::: Text block :::
Too often the bureaucracy is fighting the last war, only correcting the problems after they arise instead of seeing them coming ahead. Unfortunately, Bill C-76 is just such a case. Regarding the influence of third parties, Bill C-76 is correcting the abuses of 2015 but not anticipating the next round.
I hope the next time Parliament is amending the Elections Act, we will try to correct the problems before they arise and not just correct them afterwards.
Also, we have to have debate in Canada about our levels of tolerance for the influence of special interests in elections. The Supreme Court of Canada, in the Harper case, put forward this notion of a level playing field in debate on public policy during an election. The courts discussed how spending caps are necessary to limit the ability of one side or one group in a public debate to have an overwhelming advantage.
We can discuss the caps on expenses, what is included in the calculation of expenses, and how the rules are enforced, but the principle of spending caps for political actors, including special interest groups, is now well established in Canada. What is left to debate, however, is how we can truly create a level playing field in the financing of those political actors.
There are strict rules on who can finance political parties, and there are strict limits to donations. We do not put such limits on how lobby groups are financed.
Also, the idea that monitoring the expenditure of funds as the only measure of a lobby group’s interest is clearly outdated. There are several examples of PR campaigns with low or even zero budgets that have been very successful. We must also be cognizant of that and try to adjust our elections rules accordingly.
I think it’s time to review this, and Mr. Perrault, Chief Electoral Officer of Elections Canada, agreed in his testimony.
::: Data :::
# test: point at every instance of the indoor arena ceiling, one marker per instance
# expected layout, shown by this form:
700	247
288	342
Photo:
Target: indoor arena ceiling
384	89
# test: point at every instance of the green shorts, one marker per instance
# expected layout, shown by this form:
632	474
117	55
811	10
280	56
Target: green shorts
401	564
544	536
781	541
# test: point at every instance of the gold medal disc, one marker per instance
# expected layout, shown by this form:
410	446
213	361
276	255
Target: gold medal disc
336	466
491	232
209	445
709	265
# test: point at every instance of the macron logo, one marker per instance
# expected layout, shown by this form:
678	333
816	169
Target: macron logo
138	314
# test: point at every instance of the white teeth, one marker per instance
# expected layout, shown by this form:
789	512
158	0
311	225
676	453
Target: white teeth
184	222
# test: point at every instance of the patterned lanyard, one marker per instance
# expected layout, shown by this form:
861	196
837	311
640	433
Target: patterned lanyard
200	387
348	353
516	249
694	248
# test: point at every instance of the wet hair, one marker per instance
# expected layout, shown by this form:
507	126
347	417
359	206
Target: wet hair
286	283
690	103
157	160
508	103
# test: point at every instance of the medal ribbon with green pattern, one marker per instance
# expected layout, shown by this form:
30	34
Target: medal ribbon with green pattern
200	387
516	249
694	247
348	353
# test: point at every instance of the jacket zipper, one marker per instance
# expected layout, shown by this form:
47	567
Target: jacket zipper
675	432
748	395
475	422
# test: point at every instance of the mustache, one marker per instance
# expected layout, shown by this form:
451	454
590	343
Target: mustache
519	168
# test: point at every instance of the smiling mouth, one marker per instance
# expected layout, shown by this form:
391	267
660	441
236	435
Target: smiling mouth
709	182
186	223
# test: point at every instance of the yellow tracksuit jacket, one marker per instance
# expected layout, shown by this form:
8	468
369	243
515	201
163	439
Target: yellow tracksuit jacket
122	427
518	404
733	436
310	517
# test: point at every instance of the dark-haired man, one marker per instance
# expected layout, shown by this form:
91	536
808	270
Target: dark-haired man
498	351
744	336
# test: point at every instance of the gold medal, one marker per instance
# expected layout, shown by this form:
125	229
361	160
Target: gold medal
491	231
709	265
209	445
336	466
:::
## Written problem 1:
In the remarks on Bill C-76, why does the speaker call it outdated to track spending as the only measure of a lobby group's influence?
## Written problem 2:
Output the part of the remarks on Bill C-76 from "There are strict rules" up to and including "groups are financed.".

## Exercise answer 1:
Several PR campaigns with low or even zero budgets have been very successful. Spending alone therefore doesn't show how much influence a lobby group has.

## Exercise answer 2:
There are strict rules on who can finance political parties, and there are strict limits to donations. We do not put such limits on how lobby groups are financed.